Work instructions: Check every line of the entries below for the word "pine", then give only the number of lines that have it.

● ● ●

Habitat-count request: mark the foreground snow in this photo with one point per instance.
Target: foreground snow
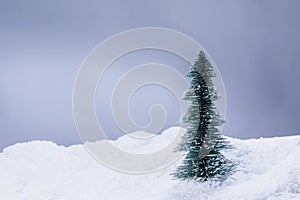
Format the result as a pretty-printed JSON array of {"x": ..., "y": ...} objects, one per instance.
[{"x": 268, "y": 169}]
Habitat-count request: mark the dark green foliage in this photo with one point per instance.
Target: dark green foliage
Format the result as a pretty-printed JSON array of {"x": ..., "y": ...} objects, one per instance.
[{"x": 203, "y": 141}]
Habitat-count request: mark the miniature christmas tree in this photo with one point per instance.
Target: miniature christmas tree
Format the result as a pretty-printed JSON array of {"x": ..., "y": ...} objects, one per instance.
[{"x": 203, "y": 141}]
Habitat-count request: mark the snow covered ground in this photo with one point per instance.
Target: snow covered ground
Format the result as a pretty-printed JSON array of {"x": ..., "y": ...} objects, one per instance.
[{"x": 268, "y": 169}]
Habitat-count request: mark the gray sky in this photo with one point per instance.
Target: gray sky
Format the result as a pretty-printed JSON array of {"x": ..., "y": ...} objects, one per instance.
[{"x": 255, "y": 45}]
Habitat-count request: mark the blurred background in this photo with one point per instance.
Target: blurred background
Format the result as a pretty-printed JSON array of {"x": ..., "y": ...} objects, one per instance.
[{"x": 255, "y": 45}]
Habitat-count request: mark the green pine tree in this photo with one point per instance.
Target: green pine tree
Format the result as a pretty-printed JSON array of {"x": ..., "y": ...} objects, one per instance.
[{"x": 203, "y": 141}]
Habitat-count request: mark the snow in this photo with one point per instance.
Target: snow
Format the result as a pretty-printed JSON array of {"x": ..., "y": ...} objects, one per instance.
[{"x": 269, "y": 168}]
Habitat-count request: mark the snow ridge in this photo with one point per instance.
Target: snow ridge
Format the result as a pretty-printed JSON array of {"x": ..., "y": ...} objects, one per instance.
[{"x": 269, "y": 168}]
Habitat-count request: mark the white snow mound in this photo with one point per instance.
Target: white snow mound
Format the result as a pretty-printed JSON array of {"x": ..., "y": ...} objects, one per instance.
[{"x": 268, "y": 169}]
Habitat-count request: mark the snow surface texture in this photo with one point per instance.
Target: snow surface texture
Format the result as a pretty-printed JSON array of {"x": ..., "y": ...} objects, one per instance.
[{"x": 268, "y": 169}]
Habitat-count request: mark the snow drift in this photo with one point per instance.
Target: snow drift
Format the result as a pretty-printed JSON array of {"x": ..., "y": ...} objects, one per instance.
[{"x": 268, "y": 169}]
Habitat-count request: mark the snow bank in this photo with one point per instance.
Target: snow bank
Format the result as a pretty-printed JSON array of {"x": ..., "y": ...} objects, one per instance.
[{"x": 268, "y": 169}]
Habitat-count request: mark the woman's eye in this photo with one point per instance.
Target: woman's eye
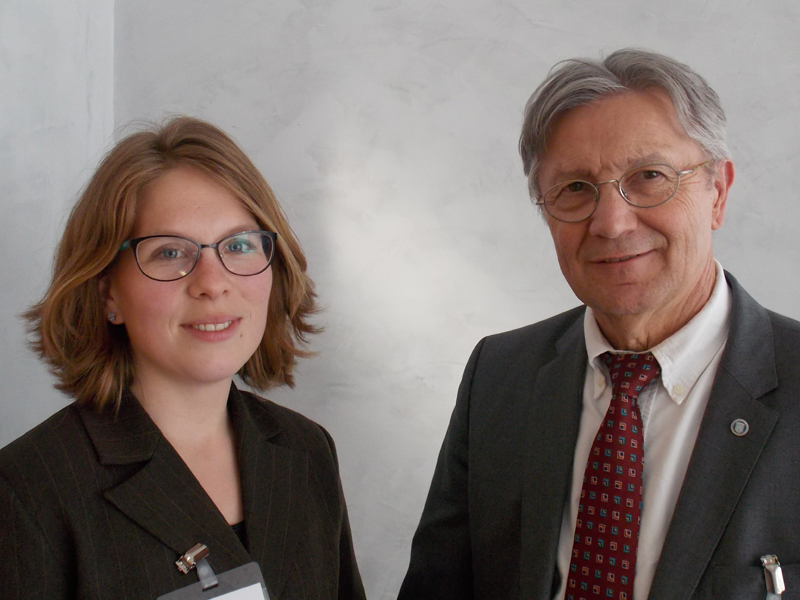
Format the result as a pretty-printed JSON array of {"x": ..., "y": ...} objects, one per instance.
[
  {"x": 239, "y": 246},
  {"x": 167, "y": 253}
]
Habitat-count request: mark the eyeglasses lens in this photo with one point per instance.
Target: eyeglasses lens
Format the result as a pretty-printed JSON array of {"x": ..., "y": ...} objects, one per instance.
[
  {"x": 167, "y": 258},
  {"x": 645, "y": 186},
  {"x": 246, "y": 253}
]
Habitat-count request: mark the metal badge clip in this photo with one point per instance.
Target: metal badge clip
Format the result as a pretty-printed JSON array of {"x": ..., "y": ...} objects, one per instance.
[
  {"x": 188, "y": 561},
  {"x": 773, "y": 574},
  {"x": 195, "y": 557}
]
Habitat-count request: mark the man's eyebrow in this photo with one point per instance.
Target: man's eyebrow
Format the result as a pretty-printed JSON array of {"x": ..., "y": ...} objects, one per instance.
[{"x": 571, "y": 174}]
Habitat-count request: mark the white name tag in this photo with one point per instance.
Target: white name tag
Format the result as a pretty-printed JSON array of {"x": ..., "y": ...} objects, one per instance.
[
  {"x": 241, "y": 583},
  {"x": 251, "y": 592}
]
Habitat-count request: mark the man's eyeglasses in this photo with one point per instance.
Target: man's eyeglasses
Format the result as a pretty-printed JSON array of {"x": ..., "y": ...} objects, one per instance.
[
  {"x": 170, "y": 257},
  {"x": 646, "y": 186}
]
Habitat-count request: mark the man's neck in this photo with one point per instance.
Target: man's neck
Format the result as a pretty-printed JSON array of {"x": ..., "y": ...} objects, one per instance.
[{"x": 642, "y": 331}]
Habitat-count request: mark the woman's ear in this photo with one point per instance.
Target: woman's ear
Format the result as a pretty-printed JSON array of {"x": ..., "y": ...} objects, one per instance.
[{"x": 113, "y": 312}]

● ● ●

Task output: 2